# The problem:
Please copy out the records that follow, word for word.

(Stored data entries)
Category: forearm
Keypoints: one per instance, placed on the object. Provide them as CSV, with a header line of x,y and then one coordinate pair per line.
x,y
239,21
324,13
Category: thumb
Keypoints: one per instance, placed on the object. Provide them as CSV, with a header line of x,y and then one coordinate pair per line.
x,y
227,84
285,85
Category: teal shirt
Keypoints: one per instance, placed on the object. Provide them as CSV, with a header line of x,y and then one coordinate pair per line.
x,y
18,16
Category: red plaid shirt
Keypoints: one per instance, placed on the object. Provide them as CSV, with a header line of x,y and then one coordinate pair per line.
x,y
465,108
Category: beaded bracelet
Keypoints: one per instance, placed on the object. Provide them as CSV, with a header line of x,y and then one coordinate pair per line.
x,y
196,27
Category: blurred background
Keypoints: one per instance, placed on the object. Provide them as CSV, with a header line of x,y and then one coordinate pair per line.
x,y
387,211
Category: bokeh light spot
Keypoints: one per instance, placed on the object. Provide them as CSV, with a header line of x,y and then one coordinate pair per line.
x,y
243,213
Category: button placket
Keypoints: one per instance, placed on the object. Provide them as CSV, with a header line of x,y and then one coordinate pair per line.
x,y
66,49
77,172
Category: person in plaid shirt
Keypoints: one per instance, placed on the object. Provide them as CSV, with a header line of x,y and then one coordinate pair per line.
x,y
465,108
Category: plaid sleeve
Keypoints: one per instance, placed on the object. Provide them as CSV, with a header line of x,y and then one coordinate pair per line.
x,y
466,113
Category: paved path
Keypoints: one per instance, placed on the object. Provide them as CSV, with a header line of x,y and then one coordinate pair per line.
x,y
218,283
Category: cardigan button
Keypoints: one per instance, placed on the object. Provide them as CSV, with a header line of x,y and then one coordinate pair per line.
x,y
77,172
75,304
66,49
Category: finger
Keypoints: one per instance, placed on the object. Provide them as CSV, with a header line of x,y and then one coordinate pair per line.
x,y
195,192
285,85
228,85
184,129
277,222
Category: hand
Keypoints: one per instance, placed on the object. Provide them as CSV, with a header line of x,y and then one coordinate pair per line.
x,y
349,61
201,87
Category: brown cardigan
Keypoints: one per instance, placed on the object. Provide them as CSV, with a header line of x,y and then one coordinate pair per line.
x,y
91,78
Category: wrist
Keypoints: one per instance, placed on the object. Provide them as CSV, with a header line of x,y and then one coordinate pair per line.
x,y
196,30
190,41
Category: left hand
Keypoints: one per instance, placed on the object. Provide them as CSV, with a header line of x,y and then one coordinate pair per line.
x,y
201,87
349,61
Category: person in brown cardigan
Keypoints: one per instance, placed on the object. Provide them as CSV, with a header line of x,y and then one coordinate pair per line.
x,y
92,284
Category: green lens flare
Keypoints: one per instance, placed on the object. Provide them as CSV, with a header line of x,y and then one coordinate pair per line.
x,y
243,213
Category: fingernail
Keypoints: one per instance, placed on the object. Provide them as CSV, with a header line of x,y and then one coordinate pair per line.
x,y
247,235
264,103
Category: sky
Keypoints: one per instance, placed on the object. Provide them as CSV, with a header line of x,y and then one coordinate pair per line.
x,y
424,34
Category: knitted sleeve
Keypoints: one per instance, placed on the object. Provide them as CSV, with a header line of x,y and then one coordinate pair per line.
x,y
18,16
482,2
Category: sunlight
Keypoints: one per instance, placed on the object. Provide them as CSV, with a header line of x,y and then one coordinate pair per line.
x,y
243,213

# Result of the task:
Category: forearm
Keypoints: one per instance, placed on the object. Provide them as CSV, with a header line of x,y and then one coordinate pair per line.
x,y
239,21
324,13
Category: thumb
Keypoints: one per instance, placed on the object. Provide them as CSV, with a header line of x,y and then one coordinate pair per line.
x,y
227,84
285,85
Category: teal shirt
Keypoints: one per instance, placed on the object. Provide them as CSV, with a header line of x,y and then one coordinate pair per line.
x,y
18,16
Category: red plaid shirt
Keypoints: one per instance, placed on the object. Provide them as CSV, with a header line of x,y and then one coordinate pair per line.
x,y
465,108
Category: beaded bracelet
Keypoints: one per instance, placed on the object. Provide them as CSV, with a header line of x,y and then one coordinate pair per line.
x,y
196,27
Category: blurred background
Keypoints: one per instance, placed on the object. Provide them as CSV, with a header line of x,y and then one coordinate pair per line.
x,y
387,211
Category: bokeh light spot
Keypoints: one per instance, placed on the object. Provide them as CSV, with a header line of x,y and then one coordinate pair per line.
x,y
243,213
Category: button placket
Keypoints: one per instance, placed on the object. Provide them as CSV, with a header line of x,y and then one coordinate pair per line.
x,y
66,49
77,172
Category: person in plaid shirt
Keypoints: one per instance, placed on the object. Provide them as CSV, with a header line of x,y and then one coordinate pair per line.
x,y
465,108
Category: plaid sleeve
Keypoints: one per instance, placed on the object. Provide them as CSV, with a header line of x,y and then one coordinate pair per line.
x,y
466,113
Category: paved path
Keypoints: one per instance, placed on the object. Provide them as CSV, with a header line of x,y and then one coordinate pair per line.
x,y
218,283
Category: cardigan button
Keypoints: one per instance, placed on the object. Provide them as CSV, with a header line of x,y and then one coordinate pair per line.
x,y
77,172
75,304
66,49
Category: finger
Keypoints: one per instance, placed on the object. Provide them as CSV, with a header line of x,y and then one coordinate pair per line.
x,y
195,192
285,85
228,85
184,129
277,222
Category: hand
Keypoints: one per instance, placed on the object. Provide them as CSV, with a header line of x,y and then one coordinate pair per line.
x,y
349,61
201,87
Category: brown cardigan
Keypoints: one per instance, placed on the object. Provide them as CSV, with a header line of x,y and then one coordinate pair per line.
x,y
91,78
Category: wrist
Keypoints: one per instance, placed on the object. Provide them as CSV, with a header line of x,y and then one coordinate pair per line.
x,y
196,30
190,41
Category: left hand
Keypoints: one per instance, placed on the object. Provide them as CSV, with a header line of x,y and then one coordinate pair per line.
x,y
201,87
349,61
Category: person in brown cardigan
Keypoints: one per instance, placed on the object. Provide them as CSV, with a header line of x,y and then one coordinate pair per line.
x,y
92,284
Category: green lens flare
Keypoints: one per instance, placed on the object. Provide them as CSV, with a header line of x,y and then one coordinate pair per line.
x,y
243,213
Category: fingernail
Keypoints: one per instance, placed on the object. Provide them as CSV, with a header line of x,y and then one coordinate pair per line.
x,y
247,235
264,103
Category: sky
Keypoints: one per instance, placed on the object. Provide them as CSV, with a header line of x,y and then one coordinate pair per line.
x,y
424,34
Category: knitted sleeve
Keypoints: one per instance, placed on the object. Provide them as CSV, with a header line of x,y and then one coordinate pair per line.
x,y
18,16
482,2
Category: sunlight
Keypoints: one per instance, placed on the object. Provide them as CSV, with a header line of x,y and then one coordinate pair per line.
x,y
243,213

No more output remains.